Task requirements:
Only the text of the entries below should appear in your exact transcription; leave out every picture.

Records from a data collection
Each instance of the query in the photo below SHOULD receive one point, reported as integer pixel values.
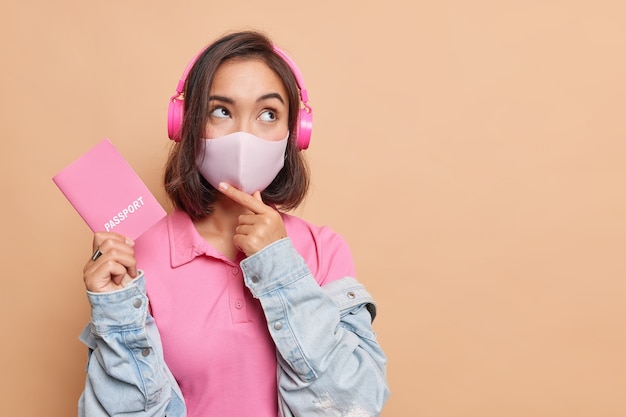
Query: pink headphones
(304, 123)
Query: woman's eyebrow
(271, 95)
(222, 98)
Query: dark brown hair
(184, 184)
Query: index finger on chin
(248, 201)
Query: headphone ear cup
(305, 126)
(174, 119)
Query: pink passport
(108, 194)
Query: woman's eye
(268, 116)
(219, 112)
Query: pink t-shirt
(214, 333)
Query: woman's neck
(218, 228)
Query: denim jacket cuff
(123, 309)
(275, 266)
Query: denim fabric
(329, 361)
(126, 373)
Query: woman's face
(247, 96)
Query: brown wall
(472, 153)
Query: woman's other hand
(112, 265)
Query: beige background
(472, 153)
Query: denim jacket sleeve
(126, 373)
(330, 363)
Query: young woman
(252, 311)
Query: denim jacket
(329, 362)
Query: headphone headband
(304, 123)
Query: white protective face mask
(242, 160)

Your solution:
Each instance of the query in the photo below SHOULD receive one point, reported as integer pixel values.
Query: pink headphones
(304, 123)
Query: woman's eyebrow
(271, 95)
(222, 98)
Query: dark brown hair
(184, 184)
Query: index finger on chin
(248, 201)
Query: headphone ear cup
(305, 126)
(174, 119)
Query: pink passport
(108, 194)
Query: woman's eye
(268, 116)
(219, 112)
Query: pink t-shirt
(214, 333)
Query: woman's neck
(218, 228)
Query: denim jacket cuff
(123, 309)
(275, 266)
Query: denim fabric
(329, 361)
(126, 373)
Query: woman's face
(247, 96)
Query: brown wall
(472, 153)
Query: woman's other hand
(112, 265)
Query: beige background
(472, 153)
Query: denim jacket sleeve
(126, 373)
(330, 363)
Query: young woman
(252, 311)
Query: denim jacket
(329, 362)
Query: headphone headband
(304, 123)
Query: white protective face mask
(242, 160)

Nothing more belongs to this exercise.